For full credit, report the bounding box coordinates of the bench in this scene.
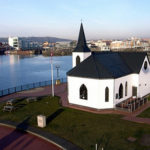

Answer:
[6,99,16,106]
[26,97,37,103]
[3,106,15,112]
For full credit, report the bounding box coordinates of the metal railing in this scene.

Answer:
[0,78,67,97]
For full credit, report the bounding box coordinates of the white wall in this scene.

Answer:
[68,76,114,109]
[114,74,139,107]
[139,56,150,97]
[72,52,91,67]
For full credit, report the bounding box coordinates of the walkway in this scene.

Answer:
[0,126,61,150]
[0,83,150,124]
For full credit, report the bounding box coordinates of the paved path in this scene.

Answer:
[0,83,67,102]
[0,126,61,150]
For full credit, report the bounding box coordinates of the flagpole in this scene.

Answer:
[51,52,54,97]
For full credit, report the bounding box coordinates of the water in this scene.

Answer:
[0,55,72,90]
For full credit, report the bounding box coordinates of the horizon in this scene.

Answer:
[0,0,150,40]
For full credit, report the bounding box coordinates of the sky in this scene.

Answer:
[0,0,150,40]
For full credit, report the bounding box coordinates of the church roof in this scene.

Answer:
[67,52,147,79]
[73,23,91,52]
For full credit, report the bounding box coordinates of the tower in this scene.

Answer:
[72,23,91,67]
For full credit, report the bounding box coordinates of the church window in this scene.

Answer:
[76,56,80,66]
[105,87,109,102]
[80,84,88,100]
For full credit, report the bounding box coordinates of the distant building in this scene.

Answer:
[8,37,20,50]
[55,42,70,48]
[67,24,150,110]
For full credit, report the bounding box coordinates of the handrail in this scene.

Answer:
[0,78,67,97]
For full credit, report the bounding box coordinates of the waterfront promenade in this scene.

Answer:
[0,83,150,124]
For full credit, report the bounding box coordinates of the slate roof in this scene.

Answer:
[73,23,91,52]
[67,52,147,79]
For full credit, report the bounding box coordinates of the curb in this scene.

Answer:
[0,120,83,150]
[0,123,67,150]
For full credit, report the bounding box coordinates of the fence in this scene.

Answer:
[116,97,148,112]
[0,78,67,97]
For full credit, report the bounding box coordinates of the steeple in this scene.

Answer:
[73,23,91,52]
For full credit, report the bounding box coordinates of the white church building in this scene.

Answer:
[67,24,150,109]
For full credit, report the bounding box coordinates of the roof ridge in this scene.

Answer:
[74,23,91,52]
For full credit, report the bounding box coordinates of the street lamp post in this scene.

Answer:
[51,52,54,97]
[55,65,60,79]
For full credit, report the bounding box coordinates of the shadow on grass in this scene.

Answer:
[98,134,111,150]
[46,108,64,124]
[0,117,31,150]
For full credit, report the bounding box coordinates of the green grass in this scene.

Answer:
[138,96,150,118]
[138,108,150,118]
[0,97,150,150]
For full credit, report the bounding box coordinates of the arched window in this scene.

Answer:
[119,84,123,99]
[76,56,80,66]
[105,87,109,102]
[80,84,88,100]
[144,61,147,70]
[125,82,128,96]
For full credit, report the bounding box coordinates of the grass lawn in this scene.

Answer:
[138,108,150,118]
[0,97,150,150]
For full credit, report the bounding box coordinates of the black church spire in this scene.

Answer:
[74,23,91,52]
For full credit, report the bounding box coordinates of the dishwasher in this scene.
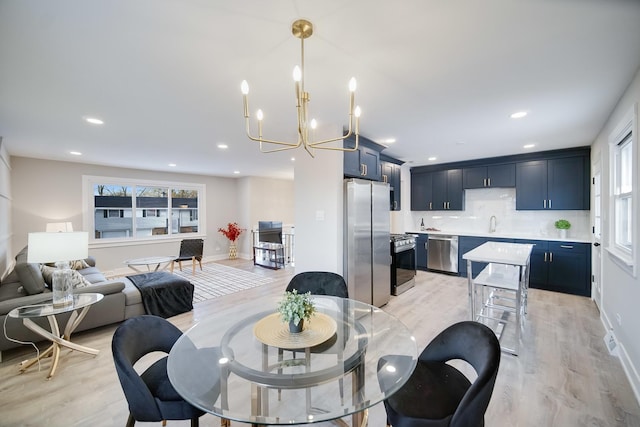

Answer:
[427,235,458,274]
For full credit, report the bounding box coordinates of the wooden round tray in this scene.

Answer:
[253,313,337,349]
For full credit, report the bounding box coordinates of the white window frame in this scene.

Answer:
[606,103,640,277]
[82,175,207,248]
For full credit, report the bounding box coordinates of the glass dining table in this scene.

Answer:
[167,295,418,426]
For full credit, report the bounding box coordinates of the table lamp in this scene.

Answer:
[46,222,73,233]
[27,231,89,308]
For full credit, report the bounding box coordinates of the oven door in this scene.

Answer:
[391,247,416,295]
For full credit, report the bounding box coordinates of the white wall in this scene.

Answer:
[0,137,13,278]
[294,128,344,274]
[591,64,640,400]
[10,157,293,271]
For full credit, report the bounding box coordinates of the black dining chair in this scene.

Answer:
[111,315,204,427]
[378,321,501,427]
[171,239,204,274]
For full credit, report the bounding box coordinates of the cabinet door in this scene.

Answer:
[432,171,449,211]
[411,173,433,211]
[360,147,380,181]
[343,150,362,178]
[487,163,516,188]
[462,166,487,188]
[447,169,464,211]
[516,160,547,210]
[547,156,589,210]
[416,234,429,271]
[390,163,401,211]
[514,240,549,289]
[546,242,591,297]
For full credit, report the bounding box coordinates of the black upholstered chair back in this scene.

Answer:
[418,321,501,426]
[177,239,204,261]
[111,315,203,426]
[286,271,349,298]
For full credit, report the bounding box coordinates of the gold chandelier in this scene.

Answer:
[241,19,360,157]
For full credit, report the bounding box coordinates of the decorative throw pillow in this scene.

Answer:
[40,265,91,289]
[46,259,90,270]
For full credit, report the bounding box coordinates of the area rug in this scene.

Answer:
[173,263,273,303]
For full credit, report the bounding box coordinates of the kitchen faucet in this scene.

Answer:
[489,215,498,233]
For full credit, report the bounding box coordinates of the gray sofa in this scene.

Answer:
[0,247,145,361]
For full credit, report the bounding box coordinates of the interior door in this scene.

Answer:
[591,159,602,310]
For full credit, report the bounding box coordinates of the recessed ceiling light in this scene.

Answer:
[509,111,527,119]
[83,116,104,125]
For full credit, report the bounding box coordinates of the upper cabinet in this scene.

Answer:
[516,156,589,210]
[380,157,401,211]
[462,163,516,189]
[411,169,464,211]
[433,169,464,211]
[411,172,433,211]
[344,135,384,181]
[411,147,590,211]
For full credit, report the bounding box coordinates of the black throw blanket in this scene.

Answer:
[127,271,193,319]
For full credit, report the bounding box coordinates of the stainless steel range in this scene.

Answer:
[390,234,416,295]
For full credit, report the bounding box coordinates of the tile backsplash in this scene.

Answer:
[402,188,591,240]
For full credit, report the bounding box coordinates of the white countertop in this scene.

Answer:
[407,230,591,243]
[462,242,533,265]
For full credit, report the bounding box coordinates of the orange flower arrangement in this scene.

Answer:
[218,222,246,242]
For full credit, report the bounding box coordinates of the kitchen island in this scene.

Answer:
[462,242,533,355]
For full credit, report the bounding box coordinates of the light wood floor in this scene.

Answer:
[0,260,640,427]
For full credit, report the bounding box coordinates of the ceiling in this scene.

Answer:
[0,0,640,178]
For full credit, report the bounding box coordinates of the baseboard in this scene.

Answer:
[600,310,640,405]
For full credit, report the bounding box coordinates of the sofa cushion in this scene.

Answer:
[78,267,107,283]
[15,262,46,295]
[40,264,91,289]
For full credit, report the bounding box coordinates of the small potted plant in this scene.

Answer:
[555,219,571,239]
[278,289,316,333]
[218,222,245,259]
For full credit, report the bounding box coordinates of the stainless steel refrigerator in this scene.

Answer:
[343,179,391,307]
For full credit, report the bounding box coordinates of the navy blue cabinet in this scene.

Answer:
[380,161,401,211]
[432,169,464,211]
[516,156,589,210]
[416,233,429,271]
[462,163,516,189]
[515,240,591,297]
[343,135,384,181]
[411,172,433,210]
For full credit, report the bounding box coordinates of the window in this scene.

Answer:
[83,176,206,241]
[607,103,638,274]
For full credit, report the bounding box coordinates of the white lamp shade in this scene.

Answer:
[27,231,89,263]
[46,222,73,233]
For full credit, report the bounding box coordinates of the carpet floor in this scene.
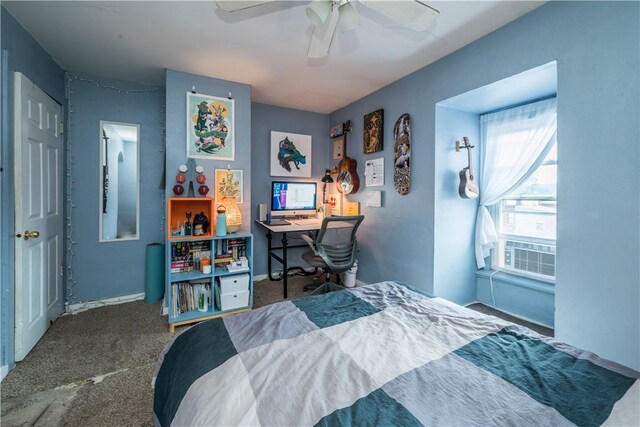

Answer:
[0,276,553,426]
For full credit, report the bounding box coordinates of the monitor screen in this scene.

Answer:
[271,181,317,215]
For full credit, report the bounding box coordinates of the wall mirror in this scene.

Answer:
[99,121,140,242]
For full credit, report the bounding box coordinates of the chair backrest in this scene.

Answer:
[315,215,364,273]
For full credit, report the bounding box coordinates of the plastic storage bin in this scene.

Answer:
[342,261,358,288]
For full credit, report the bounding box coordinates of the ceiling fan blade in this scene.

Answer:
[216,0,274,12]
[360,0,440,31]
[307,7,340,58]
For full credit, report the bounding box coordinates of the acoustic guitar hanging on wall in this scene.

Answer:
[336,120,360,194]
[456,136,480,199]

++++++++++++++++++++

§ PROMPT:
Express the lines of the listing above, from the line containing "slate roof in this scene." through the line containing "[55,65,60,79]", as a JSON list of strings. Include both of those lines, use one string per line, and leave out blank lines.

§ RESULT:
[
  "For full credit, report the bounding box coordinates of the slate roof in this scene.",
  "Answer:",
  "[73,23,91,52]",
  "[67,52,147,79]",
  "For full credit, report the bounding box coordinates of the curb in this scene.",
  "Answer:",
  "[0,120,83,150]",
  "[0,123,67,150]",
  "For full credit, report the bounding box coordinates of the fence in this scene.",
  "Answer:",
  "[116,97,148,112]",
  "[0,78,67,97]",
  "For full credit, report the bounding box coordinates of the steeple in this scene.",
  "Answer:",
  "[73,23,91,52]",
  "For full credit, report the bounding box coordinates of the white church building in this scene.",
  "Answer:",
  "[67,24,150,109]",
  "For full credit, report the bounding box coordinates of the roof ridge in this scene.",
  "Answer:",
  "[74,23,91,52]",
  "For full credit, report the bounding box coordinates of the street lamp post in this scene.",
  "Answer:",
  "[51,52,54,97]",
  "[55,65,60,79]"
]